- _Exercise input_:
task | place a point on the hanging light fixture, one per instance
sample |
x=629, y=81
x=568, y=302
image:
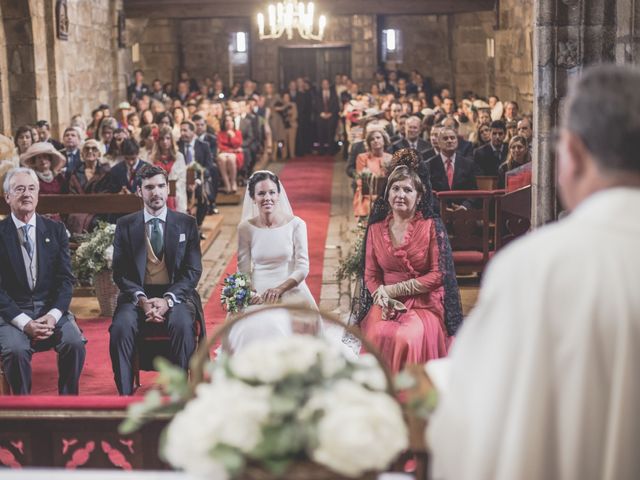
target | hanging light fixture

--

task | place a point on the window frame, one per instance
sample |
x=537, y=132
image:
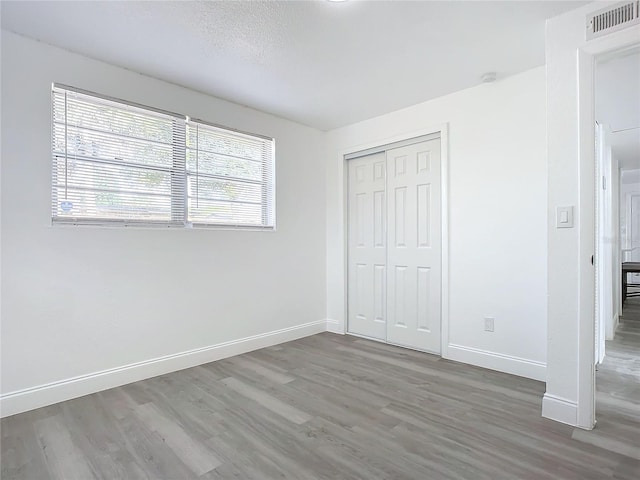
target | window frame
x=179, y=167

- _Task details_: Extract, unchanged, the part of the records that opens with the line containing "task | place a point on the hanging" and closes with the line containing "target | hanging light fixture", including both of those lines. Leave the pictures out of your answer.

- _Worked solution_:
task | place a point on the hanging light fixture, one per instance
sample |
x=629, y=81
x=568, y=302
image:
target | hanging light fixture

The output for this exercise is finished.